Task prompt ▸
Render every row below as a numbered list, skipping blank lines and leaving the pictures out.

********

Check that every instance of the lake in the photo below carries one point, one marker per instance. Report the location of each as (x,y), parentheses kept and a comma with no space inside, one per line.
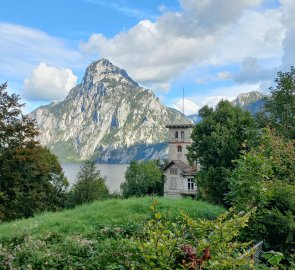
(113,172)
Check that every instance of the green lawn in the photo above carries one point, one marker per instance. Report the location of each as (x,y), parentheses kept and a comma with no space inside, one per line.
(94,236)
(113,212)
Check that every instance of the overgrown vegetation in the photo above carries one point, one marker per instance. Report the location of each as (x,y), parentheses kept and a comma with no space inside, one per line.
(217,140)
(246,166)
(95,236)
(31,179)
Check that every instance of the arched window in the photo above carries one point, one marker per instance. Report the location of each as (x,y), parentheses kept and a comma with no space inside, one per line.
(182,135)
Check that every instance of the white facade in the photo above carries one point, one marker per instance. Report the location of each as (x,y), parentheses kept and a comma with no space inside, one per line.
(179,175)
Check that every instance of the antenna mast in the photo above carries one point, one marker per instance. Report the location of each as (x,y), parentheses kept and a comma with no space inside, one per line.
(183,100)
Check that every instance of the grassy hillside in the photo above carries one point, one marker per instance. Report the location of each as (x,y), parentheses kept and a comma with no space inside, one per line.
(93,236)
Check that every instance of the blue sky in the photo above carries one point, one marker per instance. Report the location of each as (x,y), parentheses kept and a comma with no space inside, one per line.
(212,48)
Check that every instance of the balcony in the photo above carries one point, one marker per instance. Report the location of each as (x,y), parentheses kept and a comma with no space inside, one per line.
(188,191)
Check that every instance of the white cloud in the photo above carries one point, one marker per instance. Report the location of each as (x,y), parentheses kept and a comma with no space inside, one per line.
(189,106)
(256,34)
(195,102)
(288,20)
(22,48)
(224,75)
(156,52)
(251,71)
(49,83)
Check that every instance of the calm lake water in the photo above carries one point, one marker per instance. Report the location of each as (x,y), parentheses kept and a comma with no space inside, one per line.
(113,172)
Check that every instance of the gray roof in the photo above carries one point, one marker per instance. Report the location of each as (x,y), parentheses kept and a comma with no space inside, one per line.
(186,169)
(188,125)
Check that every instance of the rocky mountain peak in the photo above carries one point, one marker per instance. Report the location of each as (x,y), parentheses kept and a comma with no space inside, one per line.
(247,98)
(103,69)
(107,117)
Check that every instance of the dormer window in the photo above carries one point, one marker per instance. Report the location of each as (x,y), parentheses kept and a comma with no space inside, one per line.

********

Task answer ▸
1. Check that every instance of the lake in the photo below carries one point, one marker per instance. Report the location of each as (x,y), parentheses kept and a comma with no space inside, one per line.
2. (113,172)
3. Check that every instance of the green lawn in the photo above carries one point, one marker per instance. Report the location of each as (x,y), parentheses kept and a comma with no space inside, one per line.
4. (94,236)
5. (113,212)
6. Check that every instance of the overgrown vegetation in the photo above carries one point, one marker per instance. Report the location of each as (x,y), parentheses kept and a comma with no space inside, one per line.
7. (217,140)
8. (246,166)
9. (95,236)
10. (31,179)
11. Check that every instance of the arched window in the photo above carries one point, one marker per instance. Report the location of each as (x,y), parentheses kept and a comma with no space inside, one per line.
12. (182,135)
13. Check that every instance of the white facade in the photo above carries one point, one marker per instance. Report the location of each as (x,y), parentheses kept and a comma with no space inside, one per line.
14. (179,175)
15. Check that every instance of the antenna mast in the photo above carries one point, one marker per instance. Report the location of each as (x,y), parentheses kept and a comma with no space inside, one per line.
16. (183,100)
17. Check that every instance of the grassy hillside in the photo above carries one point, one marker per instance. Report the location of each as (x,y), parentheses kept and a comma with no space inside, one per line.
18. (93,236)
19. Check that every instance of the blue sky in the photo above carries one point, one marker per instance. Report the location of each as (x,y), parentheses kept and a comma with no space inside, one per line.
20. (212,48)
21. Check that every instance of the balcony in the photo above carries one point, one marker per instance. Report the location of each as (x,y), parentheses kept and a comma with no space inside, one per line.
22. (188,191)
23. Check that every instance of the white cloud in the photo above carries one point, one marker per instance. Report the location of each as (x,y), parentheses kept and a comma with no space inside, one per line.
24. (189,106)
25. (256,34)
26. (195,102)
27. (288,20)
28. (22,48)
29. (224,75)
30. (156,52)
31. (251,71)
32. (49,83)
33. Check that every instance of the calm lake water in the photo above carries one point, one marker per instance. Report the location of each as (x,y), parentheses kept and a comma with no space inside, one per line.
34. (113,172)
35. Check that every instance of the gray roof in the photo above carries one point, one marker per instance. Report the location of each as (x,y), parentheses kept and a comma with no space inside, one per line.
36. (186,169)
37. (188,125)
38. Check that every instance of the rocky mountain peak in the photo above carries one point, one marker per instance. Report the location of each as (x,y), parentheses kept and a comma with no space inside, one per line.
39. (247,98)
40. (103,69)
41. (107,117)
42. Check that every instance of the dormer window in the photo above carries one point, one marker per instance. Report the location of each as (x,y), parentheses kept and a comma with no space inside, one per line.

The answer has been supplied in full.